Copy every line below. Do not alter any of them.

───── EXCERPTED DATA

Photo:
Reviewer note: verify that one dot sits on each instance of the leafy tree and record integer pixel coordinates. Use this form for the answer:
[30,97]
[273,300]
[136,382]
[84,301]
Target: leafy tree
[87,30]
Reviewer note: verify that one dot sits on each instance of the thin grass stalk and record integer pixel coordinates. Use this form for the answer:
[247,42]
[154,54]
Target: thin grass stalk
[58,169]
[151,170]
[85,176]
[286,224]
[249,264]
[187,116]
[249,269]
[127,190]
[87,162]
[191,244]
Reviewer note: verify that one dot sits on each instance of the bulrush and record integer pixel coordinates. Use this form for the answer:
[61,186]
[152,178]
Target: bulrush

──────────

▶ **RESPONSE TO THIS EXERCISE**:
Photo:
Reviewer note: verify that one dot sits on each instance of the leafy tree and record integer pixel coordinates. Use this form for the answer:
[30,97]
[273,300]
[136,382]
[84,301]
Target: leafy tree
[87,30]
Reviewer note: verify that one dot sits on each instance of the thin grass stalk and record integer pixel coordinates. Use this form for the answer:
[247,42]
[154,54]
Target: thin grass stalk
[58,169]
[151,170]
[85,176]
[286,224]
[249,264]
[187,116]
[249,269]
[127,190]
[87,162]
[191,244]
Reviewer note: verify that one dot sits on each instance of the bulrush and record integer pixel coordinates. Use this form for the answer:
[61,186]
[152,178]
Target: bulrush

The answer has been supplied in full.